- _Brano scelto_:
###
Prova e vedi se ti da altri errori. (poi sembrerebbe che cerca il fs xfs invece di ext3 ma non so se sia dovuto alla mancanza dell'initrd nel tuo grub.conf)

----------

## shev

Se non ti funziona con il consiglio di fedeliallalinea prova a cercare uno dei primi topic di redwiz, aveva avuto un problema simile (root impossibile da montare, fstab giusto ma accenno a xfs nell'errore) risolto configurando e compilando a mano il kernel, eliminando così voci inutili che probabilmente andavano in conflitto con qualche altro modulo/opzione

----------

## Nightfall82

fadeliallalinea aveva ragione: adesso funziona!

Grazie mille, davvero!
###
- _Voci da un dataset di puntamento_:

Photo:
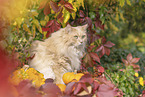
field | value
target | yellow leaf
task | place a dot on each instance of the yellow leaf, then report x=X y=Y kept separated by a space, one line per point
x=73 y=15
x=34 y=30
x=25 y=27
x=36 y=22
x=66 y=16
x=122 y=2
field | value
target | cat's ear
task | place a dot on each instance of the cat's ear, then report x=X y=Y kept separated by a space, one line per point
x=68 y=28
x=84 y=27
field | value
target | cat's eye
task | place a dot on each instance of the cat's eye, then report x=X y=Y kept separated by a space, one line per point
x=83 y=36
x=76 y=37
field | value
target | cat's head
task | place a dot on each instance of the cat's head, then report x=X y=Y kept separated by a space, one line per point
x=76 y=36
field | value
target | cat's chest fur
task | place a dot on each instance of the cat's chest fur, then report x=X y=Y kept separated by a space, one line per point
x=59 y=53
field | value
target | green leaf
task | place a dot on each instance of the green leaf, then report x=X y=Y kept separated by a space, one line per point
x=121 y=3
x=128 y=2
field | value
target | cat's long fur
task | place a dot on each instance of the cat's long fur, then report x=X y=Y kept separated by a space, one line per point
x=59 y=53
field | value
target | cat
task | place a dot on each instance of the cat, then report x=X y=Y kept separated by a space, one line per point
x=60 y=53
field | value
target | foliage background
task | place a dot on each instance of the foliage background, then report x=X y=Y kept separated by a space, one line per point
x=120 y=21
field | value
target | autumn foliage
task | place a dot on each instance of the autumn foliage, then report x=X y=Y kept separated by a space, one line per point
x=51 y=15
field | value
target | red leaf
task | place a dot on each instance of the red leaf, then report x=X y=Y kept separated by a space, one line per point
x=68 y=5
x=69 y=10
x=103 y=40
x=125 y=61
x=89 y=21
x=62 y=2
x=102 y=52
x=26 y=89
x=81 y=13
x=60 y=14
x=90 y=48
x=100 y=69
x=48 y=34
x=129 y=57
x=86 y=78
x=95 y=56
x=46 y=9
x=51 y=88
x=109 y=44
x=135 y=60
x=49 y=23
x=106 y=91
x=42 y=4
x=54 y=6
x=79 y=86
x=99 y=48
x=107 y=51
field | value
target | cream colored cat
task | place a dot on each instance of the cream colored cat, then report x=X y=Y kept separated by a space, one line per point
x=60 y=53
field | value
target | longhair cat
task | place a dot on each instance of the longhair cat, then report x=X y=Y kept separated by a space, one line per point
x=60 y=53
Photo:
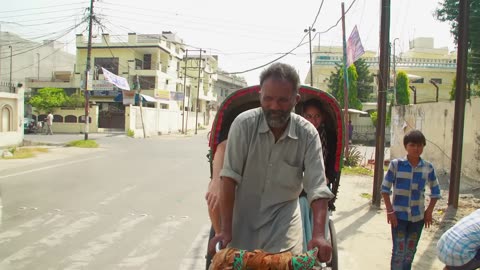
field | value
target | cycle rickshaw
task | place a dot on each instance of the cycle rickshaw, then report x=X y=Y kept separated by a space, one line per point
x=247 y=98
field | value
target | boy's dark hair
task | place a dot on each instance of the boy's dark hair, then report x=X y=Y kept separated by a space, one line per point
x=414 y=136
x=281 y=71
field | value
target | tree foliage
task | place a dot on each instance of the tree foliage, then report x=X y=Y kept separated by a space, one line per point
x=338 y=89
x=75 y=101
x=403 y=93
x=47 y=99
x=364 y=81
x=447 y=11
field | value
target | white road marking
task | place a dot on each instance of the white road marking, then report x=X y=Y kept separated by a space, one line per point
x=195 y=258
x=84 y=257
x=48 y=167
x=152 y=246
x=113 y=197
x=25 y=256
x=28 y=226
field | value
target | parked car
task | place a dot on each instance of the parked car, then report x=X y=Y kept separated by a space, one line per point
x=28 y=125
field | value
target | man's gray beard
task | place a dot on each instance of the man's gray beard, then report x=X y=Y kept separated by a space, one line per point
x=276 y=122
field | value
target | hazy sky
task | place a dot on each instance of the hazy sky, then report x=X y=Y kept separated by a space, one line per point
x=244 y=34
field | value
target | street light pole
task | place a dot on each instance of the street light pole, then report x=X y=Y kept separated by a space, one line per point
x=11 y=61
x=394 y=75
x=184 y=90
x=309 y=30
x=198 y=90
x=87 y=71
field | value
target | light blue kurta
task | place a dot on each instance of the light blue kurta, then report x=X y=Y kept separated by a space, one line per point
x=270 y=177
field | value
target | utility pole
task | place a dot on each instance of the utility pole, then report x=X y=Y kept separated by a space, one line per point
x=310 y=30
x=140 y=103
x=345 y=84
x=381 y=101
x=11 y=62
x=184 y=91
x=198 y=90
x=394 y=75
x=460 y=99
x=87 y=70
x=38 y=66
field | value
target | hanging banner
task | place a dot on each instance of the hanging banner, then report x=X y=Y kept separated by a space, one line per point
x=354 y=47
x=177 y=96
x=118 y=81
x=128 y=97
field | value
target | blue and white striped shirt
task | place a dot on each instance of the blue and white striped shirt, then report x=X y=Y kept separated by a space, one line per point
x=460 y=244
x=409 y=187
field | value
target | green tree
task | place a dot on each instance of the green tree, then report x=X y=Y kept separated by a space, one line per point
x=337 y=90
x=47 y=99
x=364 y=81
x=447 y=11
x=403 y=93
x=75 y=101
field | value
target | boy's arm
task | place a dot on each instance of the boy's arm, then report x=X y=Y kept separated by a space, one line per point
x=386 y=190
x=434 y=196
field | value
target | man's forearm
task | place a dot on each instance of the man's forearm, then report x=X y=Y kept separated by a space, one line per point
x=227 y=199
x=432 y=203
x=319 y=209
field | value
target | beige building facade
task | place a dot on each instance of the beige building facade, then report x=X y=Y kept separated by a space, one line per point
x=11 y=117
x=423 y=64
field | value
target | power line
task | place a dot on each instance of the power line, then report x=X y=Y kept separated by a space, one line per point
x=45 y=7
x=54 y=52
x=175 y=15
x=40 y=13
x=339 y=20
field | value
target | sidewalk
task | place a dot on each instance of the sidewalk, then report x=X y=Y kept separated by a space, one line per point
x=62 y=138
x=363 y=235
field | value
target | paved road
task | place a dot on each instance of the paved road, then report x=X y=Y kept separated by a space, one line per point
x=138 y=204
x=133 y=204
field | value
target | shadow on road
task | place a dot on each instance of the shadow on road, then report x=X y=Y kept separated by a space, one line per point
x=356 y=224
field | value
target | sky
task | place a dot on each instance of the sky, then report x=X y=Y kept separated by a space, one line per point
x=244 y=34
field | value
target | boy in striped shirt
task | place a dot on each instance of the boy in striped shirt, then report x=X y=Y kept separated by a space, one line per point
x=406 y=213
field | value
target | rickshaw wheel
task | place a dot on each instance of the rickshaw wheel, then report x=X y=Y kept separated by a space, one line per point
x=333 y=264
x=209 y=257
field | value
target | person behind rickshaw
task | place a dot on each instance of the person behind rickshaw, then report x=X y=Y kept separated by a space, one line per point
x=270 y=152
x=312 y=111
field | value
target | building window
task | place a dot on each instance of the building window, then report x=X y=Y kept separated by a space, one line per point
x=6 y=119
x=110 y=64
x=138 y=64
x=437 y=80
x=147 y=61
x=147 y=82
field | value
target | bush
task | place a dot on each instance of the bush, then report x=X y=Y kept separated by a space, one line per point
x=353 y=157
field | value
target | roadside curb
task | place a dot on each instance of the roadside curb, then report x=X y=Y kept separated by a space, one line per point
x=38 y=143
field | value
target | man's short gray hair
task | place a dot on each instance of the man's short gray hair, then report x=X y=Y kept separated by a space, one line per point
x=281 y=71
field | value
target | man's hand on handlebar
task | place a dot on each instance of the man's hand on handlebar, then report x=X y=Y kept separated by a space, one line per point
x=223 y=238
x=324 y=248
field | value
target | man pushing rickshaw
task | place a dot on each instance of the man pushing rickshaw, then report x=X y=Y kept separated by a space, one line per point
x=271 y=155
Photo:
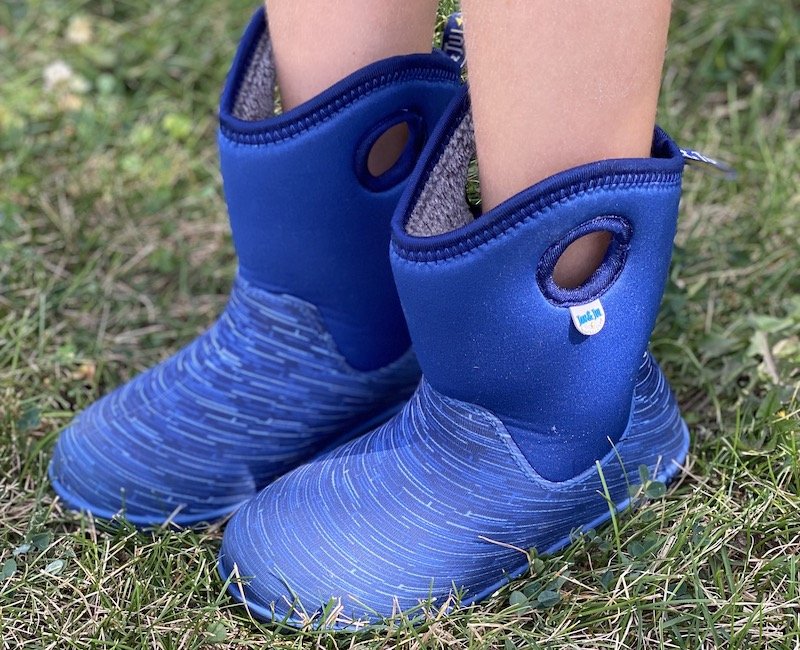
###
- _Da fare_:
**a)** Trascrivi dalla discussione sul montaggio della root il tratto compreso tra "Se non ti funziona" e "Grazie mille, davvero!", estremi inclusi.
**b)** Nella discussione sul montaggio della root, spiega in una o due frasi perché, secondo shev, configurare e compilare a mano il kernel aveva risolto il problema di redwiz.
**c)** Prosegui la discussione sul montaggio della root a partire dal punto in cui si interrompe.

- _Le risposte_:
**a)**
Se non ti funziona con il consiglio di fedeliallalinea prova a cercare uno dei primi topic di redwiz, aveva avuto un problema simile (root impossibile da montare, fstab giusto ma accenno a xfs nell'errore) risolto configurando e compilando a mano il kernel, eliminando così voci inutili che probabilmente andavano in conflitto con qualche altro modulo/opzione

----------

## Nightfall82

fadeliallalinea aveva ragione: adesso funziona!

Grazie mille, davvero!

**b)** Configurando e compilando a mano il kernel, redwiz aveva eliminato le voci inutili. Secondo shev, quelle voci probabilmente andavano in conflitto con qualche altro modulo o opzione.

**c)**
Sto per postare un altro erroruccio, però...

Nightfall

----------

## shev

 *Nightfall82 wrote:*   

> fadeliallalinea aveva ragione: adesso funziona!

 

Quando risolvi un problema metti nel titolo del topic una tag [Risolto]. Per farlo basta che editi il primo messaggio del topic con il tasto edit in alto a destra del post stesso, cambi il titolo e tutti te ne saremo grati  :Smile: 

(questa volta ho fatto io la modifica)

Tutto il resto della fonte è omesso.